Exercise brief: Could you write out the records exactly as they are given?

Supplied data:
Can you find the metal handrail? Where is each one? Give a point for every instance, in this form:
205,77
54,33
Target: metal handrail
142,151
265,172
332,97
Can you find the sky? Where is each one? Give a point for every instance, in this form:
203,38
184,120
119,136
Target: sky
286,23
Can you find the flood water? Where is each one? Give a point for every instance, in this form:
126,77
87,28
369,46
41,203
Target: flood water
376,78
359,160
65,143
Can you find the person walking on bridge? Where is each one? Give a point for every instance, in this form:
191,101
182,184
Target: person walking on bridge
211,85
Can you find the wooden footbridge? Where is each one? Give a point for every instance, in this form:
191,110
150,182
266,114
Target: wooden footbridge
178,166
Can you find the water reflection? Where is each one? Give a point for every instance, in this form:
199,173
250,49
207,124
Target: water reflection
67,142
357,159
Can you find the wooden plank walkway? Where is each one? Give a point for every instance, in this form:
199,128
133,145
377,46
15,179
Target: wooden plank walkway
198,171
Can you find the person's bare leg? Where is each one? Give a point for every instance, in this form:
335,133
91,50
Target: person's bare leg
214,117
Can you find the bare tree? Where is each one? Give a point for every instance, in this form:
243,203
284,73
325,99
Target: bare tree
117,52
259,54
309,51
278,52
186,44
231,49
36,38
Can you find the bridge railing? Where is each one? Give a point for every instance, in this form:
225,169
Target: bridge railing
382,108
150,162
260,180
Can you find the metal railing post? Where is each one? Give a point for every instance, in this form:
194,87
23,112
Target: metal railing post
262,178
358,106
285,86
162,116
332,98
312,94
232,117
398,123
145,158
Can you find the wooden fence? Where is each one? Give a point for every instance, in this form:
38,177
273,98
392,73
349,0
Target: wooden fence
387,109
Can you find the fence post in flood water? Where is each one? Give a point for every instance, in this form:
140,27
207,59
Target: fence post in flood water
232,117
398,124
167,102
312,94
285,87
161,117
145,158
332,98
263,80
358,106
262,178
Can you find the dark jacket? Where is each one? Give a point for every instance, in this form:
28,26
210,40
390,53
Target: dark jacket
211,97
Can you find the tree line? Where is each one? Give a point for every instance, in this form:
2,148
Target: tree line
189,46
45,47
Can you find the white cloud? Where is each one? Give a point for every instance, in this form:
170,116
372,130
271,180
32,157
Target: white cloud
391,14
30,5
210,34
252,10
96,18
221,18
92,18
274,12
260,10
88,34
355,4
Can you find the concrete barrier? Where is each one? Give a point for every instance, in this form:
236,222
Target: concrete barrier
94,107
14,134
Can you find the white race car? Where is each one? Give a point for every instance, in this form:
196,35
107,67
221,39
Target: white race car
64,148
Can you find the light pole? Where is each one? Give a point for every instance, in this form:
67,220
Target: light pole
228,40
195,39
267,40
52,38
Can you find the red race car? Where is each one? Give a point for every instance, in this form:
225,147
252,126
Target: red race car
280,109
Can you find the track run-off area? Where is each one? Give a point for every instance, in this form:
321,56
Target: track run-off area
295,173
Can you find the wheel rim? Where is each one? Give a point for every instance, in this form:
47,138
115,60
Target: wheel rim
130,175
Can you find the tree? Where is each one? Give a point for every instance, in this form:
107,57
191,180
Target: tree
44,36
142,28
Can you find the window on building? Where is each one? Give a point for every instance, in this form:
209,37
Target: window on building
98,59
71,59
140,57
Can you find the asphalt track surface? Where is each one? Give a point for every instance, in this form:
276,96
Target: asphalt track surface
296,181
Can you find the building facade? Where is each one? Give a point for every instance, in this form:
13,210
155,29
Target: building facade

Result of the exercise:
Can you find the metal handrail? Where is each one? Give a point for every instance, in this form:
205,77
54,33
Target: metal handrail
142,151
265,172
332,97
Can you find the sky? Where is each one? Give a point for every instance, in this form:
203,38
184,120
119,136
Target: sky
286,23
Can you find the flood water? Where is each one? Give a point for every instance, in this form:
126,77
87,28
369,46
41,203
Target: flood water
376,78
359,160
65,143
Can you find the person walking on bridge? Where is each one? Give a point for every instance, in this form:
191,101
182,184
Target: person walking on bridge
211,85
Can you find the wooden footbridge? Where is each one? Give a point for every instance, in this form:
191,110
150,182
266,114
Target: wooden footbridge
178,166
Can you find the water reflection? Where is each one? Give a point for every instance, in this form:
199,173
250,49
207,124
Target: water reflection
67,142
357,159
Can you find the wooden plank walkway? Where is each one? Give a point for every instance, in this form:
199,128
133,145
377,46
15,179
Target: wooden plank walkway
198,171
Can you find the person's bare leg? Where is each one? Give a point for every instance, in this form:
335,133
91,50
Target: person's bare leg
214,117
Can you find the bare tree? Where is each one? Give a point for every instance, in this form:
243,203
284,73
325,99
Target: bare tree
117,52
259,54
309,51
278,52
186,44
231,49
36,38
Can you find the bridge railing? Where is each one? Give a point for every instance, in this form:
225,169
Target: bridge railing
382,108
150,162
260,180
Can you find the metal railing post? Where is each one? Give a point for every instance, in this form:
194,87
23,112
Target: metal railing post
262,178
358,106
285,86
162,116
332,98
312,94
232,117
398,123
145,158
Can you find the wooden fence? Where is each one? Give a point for every instance, in this form:
38,177
273,98
392,73
349,0
Target: wooden fence
387,109
Can you find the fence post in flood water? Where is each one? Give a point for every instance, in this form:
140,27
207,59
Target: fence post in flood water
232,117
398,124
167,102
312,94
285,87
161,117
145,158
332,98
263,80
358,106
262,178
Can you find the dark jacket? Where is each one? Give a point for every instance, in this form:
28,26
210,40
390,53
Target: dark jacket
211,97
Can you find the tree line? Where is each one? Give a point for every instance, in this form:
2,148
Target: tree line
189,46
45,47
Can you find the white cloud? Where is each one? Give a point for every instance, in this form:
170,116
372,130
271,180
32,157
Target: white cloud
391,14
30,5
210,34
252,10
96,18
221,18
92,18
274,12
260,10
88,34
355,4
Can you find the concrete barrier? Where is each one? Give a point for every instance, in this form:
236,222
Target: concrete barrier
94,107
14,134
Can you find the white race car? Where is each one? Give a point for every instance, in this form:
196,35
107,67
221,39
Target: white race car
64,148
Can you find the light pole? Where is each one? Give a point for every instance, in this form:
67,220
Target: light pole
228,40
195,39
267,40
52,38
Can you find the red race car? Where is each one? Give a point for every instance, in this form:
225,147
252,126
Target: red race car
280,109
Can you find the track run-off area? Where is each one? Give a point for every instance, in this form:
321,56
Target: track run-off area
295,173
Can you find the wheel rim? Where is each one? Give a point for every instance, in this form:
47,138
115,60
Target: wheel rim
130,175
Can you find the tree? Where is each one? Give a point for every instance, in this form:
107,57
191,180
Target: tree
44,36
142,28
Can you find the window on building? Where is each one? Give a point for every instance, in this form:
209,37
Target: window on building
98,59
71,59
140,57
Can you find the asphalt track surface? Where is each one? Give a point for every instance, in this form:
276,96
Target: asphalt track surface
296,181
Can you find the building facade? Where is each one? Give a point for every instance, in this form:
13,210
155,29
Target: building facade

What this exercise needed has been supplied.